* Object position labeling records
⁂

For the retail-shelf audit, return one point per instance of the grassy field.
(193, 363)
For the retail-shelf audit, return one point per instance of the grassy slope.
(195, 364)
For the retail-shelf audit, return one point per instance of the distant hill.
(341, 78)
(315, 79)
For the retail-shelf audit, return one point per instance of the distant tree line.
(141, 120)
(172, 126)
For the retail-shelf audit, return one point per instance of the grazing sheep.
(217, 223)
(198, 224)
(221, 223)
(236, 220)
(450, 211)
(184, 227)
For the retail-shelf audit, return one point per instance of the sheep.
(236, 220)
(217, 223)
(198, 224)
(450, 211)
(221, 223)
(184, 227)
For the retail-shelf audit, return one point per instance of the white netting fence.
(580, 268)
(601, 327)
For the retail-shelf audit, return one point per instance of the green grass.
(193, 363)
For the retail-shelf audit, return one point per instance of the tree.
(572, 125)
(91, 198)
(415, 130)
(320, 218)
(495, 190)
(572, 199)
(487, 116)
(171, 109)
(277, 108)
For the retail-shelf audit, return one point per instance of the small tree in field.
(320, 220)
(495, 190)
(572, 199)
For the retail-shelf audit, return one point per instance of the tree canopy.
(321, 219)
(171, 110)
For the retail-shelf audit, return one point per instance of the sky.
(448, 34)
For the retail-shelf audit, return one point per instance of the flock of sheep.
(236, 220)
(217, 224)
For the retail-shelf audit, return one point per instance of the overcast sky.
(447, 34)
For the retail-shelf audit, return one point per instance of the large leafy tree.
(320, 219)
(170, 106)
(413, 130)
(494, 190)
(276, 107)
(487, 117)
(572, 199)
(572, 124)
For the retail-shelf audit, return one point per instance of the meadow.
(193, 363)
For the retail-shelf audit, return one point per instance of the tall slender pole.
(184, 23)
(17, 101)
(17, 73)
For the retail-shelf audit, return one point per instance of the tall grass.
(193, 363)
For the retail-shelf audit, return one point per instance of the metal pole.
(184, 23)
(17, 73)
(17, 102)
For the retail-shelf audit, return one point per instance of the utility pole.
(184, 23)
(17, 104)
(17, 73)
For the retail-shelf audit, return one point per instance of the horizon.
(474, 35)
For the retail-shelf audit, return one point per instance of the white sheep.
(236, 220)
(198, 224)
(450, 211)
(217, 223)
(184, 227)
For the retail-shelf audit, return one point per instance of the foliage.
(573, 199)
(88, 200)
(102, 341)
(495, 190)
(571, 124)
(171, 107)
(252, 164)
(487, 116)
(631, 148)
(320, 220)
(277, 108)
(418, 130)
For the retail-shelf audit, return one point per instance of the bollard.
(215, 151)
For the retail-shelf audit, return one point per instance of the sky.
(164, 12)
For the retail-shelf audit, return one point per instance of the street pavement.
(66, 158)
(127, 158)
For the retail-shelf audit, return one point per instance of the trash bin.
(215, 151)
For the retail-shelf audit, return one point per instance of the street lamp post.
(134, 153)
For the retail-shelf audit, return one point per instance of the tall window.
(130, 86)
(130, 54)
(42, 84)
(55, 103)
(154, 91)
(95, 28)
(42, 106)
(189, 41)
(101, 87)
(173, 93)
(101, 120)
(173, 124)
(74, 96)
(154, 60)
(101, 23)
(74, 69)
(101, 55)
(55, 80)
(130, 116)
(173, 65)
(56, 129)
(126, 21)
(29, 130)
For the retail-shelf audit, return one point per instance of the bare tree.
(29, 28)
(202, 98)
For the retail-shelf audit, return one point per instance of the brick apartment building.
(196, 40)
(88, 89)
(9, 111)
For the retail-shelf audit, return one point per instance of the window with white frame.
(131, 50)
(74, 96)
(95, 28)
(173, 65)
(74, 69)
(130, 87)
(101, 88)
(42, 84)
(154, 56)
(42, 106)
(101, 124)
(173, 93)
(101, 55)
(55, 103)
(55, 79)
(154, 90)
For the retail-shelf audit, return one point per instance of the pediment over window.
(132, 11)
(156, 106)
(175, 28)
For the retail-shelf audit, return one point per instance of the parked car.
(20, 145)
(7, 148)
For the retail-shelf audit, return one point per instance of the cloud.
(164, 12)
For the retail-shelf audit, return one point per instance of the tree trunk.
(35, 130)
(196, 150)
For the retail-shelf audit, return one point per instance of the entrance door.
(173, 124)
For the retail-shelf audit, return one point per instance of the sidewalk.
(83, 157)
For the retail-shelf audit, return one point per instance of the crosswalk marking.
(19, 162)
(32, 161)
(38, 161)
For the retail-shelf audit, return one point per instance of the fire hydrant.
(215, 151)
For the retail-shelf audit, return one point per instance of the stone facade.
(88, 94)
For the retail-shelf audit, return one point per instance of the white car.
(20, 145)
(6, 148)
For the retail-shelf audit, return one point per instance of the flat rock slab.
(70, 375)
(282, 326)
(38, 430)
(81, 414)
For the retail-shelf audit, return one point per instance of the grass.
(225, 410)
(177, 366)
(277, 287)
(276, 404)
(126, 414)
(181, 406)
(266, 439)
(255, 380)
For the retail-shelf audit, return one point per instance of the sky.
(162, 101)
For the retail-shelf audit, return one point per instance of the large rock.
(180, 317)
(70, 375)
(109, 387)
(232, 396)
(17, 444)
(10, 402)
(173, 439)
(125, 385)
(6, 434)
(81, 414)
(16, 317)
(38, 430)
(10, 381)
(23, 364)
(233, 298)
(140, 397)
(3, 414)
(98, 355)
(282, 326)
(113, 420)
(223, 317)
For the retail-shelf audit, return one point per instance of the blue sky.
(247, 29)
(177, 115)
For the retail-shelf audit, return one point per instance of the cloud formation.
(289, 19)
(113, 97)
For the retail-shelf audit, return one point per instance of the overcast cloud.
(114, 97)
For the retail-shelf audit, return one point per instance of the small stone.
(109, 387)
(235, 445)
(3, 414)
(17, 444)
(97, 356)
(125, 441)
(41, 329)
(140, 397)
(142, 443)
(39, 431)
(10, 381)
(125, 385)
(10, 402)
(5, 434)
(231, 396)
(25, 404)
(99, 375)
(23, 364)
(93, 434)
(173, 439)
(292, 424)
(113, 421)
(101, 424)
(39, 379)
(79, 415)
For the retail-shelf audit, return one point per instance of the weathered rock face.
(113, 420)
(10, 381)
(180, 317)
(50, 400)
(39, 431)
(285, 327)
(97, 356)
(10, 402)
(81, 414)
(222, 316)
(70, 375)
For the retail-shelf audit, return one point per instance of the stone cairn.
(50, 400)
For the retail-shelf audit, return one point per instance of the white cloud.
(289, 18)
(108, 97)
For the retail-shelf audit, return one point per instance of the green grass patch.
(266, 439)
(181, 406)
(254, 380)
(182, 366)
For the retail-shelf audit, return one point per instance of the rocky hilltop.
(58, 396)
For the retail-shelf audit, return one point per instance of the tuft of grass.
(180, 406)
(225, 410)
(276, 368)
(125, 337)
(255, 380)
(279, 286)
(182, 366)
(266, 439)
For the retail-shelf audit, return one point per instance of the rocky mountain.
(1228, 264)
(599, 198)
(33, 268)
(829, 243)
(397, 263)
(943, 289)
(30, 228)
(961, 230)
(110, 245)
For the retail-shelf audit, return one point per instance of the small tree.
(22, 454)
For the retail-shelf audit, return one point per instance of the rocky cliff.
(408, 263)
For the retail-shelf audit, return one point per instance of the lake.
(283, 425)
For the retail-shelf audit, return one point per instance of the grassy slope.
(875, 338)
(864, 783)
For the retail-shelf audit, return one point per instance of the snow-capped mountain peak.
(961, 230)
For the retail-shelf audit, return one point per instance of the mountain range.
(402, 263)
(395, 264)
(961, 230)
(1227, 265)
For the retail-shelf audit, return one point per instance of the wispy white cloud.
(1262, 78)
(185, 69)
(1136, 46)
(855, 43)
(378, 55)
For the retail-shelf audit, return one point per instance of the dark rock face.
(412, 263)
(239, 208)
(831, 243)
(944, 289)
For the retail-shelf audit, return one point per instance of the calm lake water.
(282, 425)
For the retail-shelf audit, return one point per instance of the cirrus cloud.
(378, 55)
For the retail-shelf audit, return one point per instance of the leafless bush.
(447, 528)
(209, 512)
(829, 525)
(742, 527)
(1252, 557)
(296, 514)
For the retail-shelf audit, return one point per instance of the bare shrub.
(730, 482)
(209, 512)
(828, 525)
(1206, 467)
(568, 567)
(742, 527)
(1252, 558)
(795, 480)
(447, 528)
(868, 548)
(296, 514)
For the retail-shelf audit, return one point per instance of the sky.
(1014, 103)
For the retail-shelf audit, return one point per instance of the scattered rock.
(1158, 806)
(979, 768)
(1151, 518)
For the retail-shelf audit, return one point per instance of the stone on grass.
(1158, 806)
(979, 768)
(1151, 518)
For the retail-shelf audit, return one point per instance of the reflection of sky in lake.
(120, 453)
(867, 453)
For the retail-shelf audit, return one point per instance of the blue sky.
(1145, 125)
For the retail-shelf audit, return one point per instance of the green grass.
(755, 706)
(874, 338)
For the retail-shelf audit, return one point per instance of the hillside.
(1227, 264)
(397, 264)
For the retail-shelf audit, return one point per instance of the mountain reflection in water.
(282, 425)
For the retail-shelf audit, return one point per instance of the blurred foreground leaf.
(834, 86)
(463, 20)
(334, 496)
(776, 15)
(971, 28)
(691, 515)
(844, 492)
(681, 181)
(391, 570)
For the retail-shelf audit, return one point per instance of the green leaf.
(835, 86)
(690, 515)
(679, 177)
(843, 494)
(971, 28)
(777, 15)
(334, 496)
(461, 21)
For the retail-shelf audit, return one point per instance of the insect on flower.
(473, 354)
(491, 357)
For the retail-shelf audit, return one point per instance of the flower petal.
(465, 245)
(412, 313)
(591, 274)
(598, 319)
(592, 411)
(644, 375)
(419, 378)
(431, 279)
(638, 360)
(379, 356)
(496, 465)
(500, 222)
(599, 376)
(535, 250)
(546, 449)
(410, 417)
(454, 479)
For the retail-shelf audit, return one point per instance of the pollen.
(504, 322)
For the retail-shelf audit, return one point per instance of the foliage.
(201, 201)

⁂

* What is required
Print the lines of the records exactly, from the line that contains "insect on flower." through the end of the records.

* Right answer
For the retail-shelf audit, return one point per instance of the insect on flower.
(473, 354)
(491, 357)
For the retail-shelf audit, return one point per instance of the flower petal.
(465, 245)
(412, 313)
(591, 274)
(598, 319)
(592, 411)
(644, 375)
(419, 378)
(431, 279)
(638, 360)
(379, 356)
(496, 465)
(500, 222)
(599, 376)
(535, 250)
(546, 449)
(410, 417)
(454, 479)
For the retail-shelf audit, return one point per instance of the pollen.
(504, 322)
For the retail-shelf audit, return one point per instance of the foliage.
(201, 201)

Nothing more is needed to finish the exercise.